KUTIPAN TEKS:
========================================

Makassar-Dompet Dhuafa Sulsel tengah lakukan survey untuk 25 anak yatim dan dhuafa dari berbagai daerah di Kota Makassar, Gowa, Takalar sebagai penerima manfaat Program 1000 Akta untuk Anak Indonesia.
Berdasarkan fakta menunjukkan bahwa masih ada anak Indonesia belum memiliki akta kelahiran. Berada dalam lingkar kemiskinan menjadi salah satu penyebab anak dhuafa tidak memiliki akta kelahiran, begitupula dengan anak yatim yang terkadang sulit untuk mendapatkan akta kelahiran.
Saat ini ada sekitar 44 juta dari 84 juta anak-anak di Indonesia yang tidak memiliki akte kelahiran. Data itu membuat kita miris karena sebanyak 44 juta anak-anak Indonesia yang berpotensi kehilangan kesempatan untuk bersekolah, mendapatkan kartu identitas, juga bekerja. Akta kelahiran adalah dokumen pertama bagi anak-anak untuk bisa bersekolah, bekerja, bahkan untuk mendapatkan asuransi kesehatan (www.dompetdhuafa.org).
“Pembuatan akta kelahiran dilakukan agar semua anak Indonesia bisa mendapatkan haknya begitupula dengan anak yatim dan anak dhuafa. Pembuatan 1.000 untuk anak Indonesia bertujuan membantu anak yatim dan anak dhuafa yang belum memiliki akta agar dapat memiliki akta, karena akta adalah dokumen pertama untuk mendapatkan pelayanan bisa bersekolah maupun mendapatkan mendapatkan pelayanan kesehatan termasuk mendapatkan kartu Kartu Indonesia Pintar (KIP), Kartu Indonesia Sehat (KIS), maupun Kartu Indonesia Sejahtera (KIS).” ungkap Divisi Program Dompet Dhuafa Sulsel, Nasrullah
Meskipun pemerintah mensosialisasikan pembebasan biaya dalam pembuatan akta kelahiran, namun fakta yang terjadi di lapangan masih terjadi pemungutan biaya, bahkan ada beberapa kasus harus melalui sidang terlebih dahulu untuk mendapatkan akta kelahiran. Menanggulangi kondisi tersebut, Dompet Dhuafa melaksanakan agenda pembuatan 1.000 Akta Kelahiran termasuk di wilayah Sulawesi Selatan dengan menargetkan anak yatim dan dhuafa.

========================================

BAGIAN DATA:
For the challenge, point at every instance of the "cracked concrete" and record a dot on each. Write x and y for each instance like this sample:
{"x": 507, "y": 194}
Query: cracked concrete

========================================

TUGAS LATIHAN A: Kembalikan seluruh bagian teks tentang Program 1000 Akta untuk Anak Indonesia, mulai dari "Berdasarkan fakta menunjukkan" hingga "sulit untuk mendapatkan akta kelahiran.", tanpa mengubah satu kata pun.
TUGAS LATIHAN B: Lanjutkan teks tentang Program 1000 Akta untuk Anak Indonesia dari kalimat terakhirnya.

HASIL AKHIR A:
Berdasarkan fakta menunjukkan bahwa masih ada anak Indonesia belum memiliki akta kelahiran. Berada dalam lingkar kemiskinan menjadi salah satu penyebab anak dhuafa tidak memiliki akta kelahiran, begitupula dengan anak yatim yang terkadang sulit untuk mendapatkan akta kelahiran.

HASIL AKHIR B:
Program Pembuatan 1.000 Akta ini telah dimulai Dompet Dhuafa Filantropi di Jakarta, semenjak tahun 2015 lalu semenjak digelarnya konser amal Voice of Children. Program ini didedikasikan untuk pembuatan akta kelahiran anak-anak dari keluarga kurang mampu dan anak-anak Rohingya yang mengungsi di Indonesia.
Data Survey Sosial Ekonomi (Susenas) 2011 menunjukkan persentase kepemilikan akta kelahiran penduduk 0-4 Tahun menurut Provinsi, dimana terdapat 3 provinsi dengan angka kepemilikan akta kelahiran tertinggi yaitu Di Yogyakarta sebesar 89,9%, Kepulauan Riau sebesar 89,3% dan DKI Jakarta sebesar 85,3%. Sementara 3 provinsi dengan angka kepemilikan akta kelahiran terendah, antara lain NTT dengan 29,%, Papua 30,5% dan Sumatera Utara 31,3% (Kemenpppa, 2012).
Fakta tersebut menunjukkan masih banyak anak Indonesia yang belum terlayani dan mengalami hambatan dalam memperoleh akta kelahiran tak terkecuali di Sulawesi Selatan. Padahal, memiliki akta kelahiran merupakan salah satu hak dasar seluruh anak di Indonesia.
Akta kelahiran adalah dokumen resmi yang diterbitkan oleh instansi pelaksana pencatatan sipil yang berisikan catatan resmi tentang tempat dan waktu kelahiran anak, nama anak, dan nama orang tua anak, serta status kewarganegaraan anak. Akta kelahiran bersifat universal, karena terkait dengan pengakuan negara atas status keperdataan seseorang.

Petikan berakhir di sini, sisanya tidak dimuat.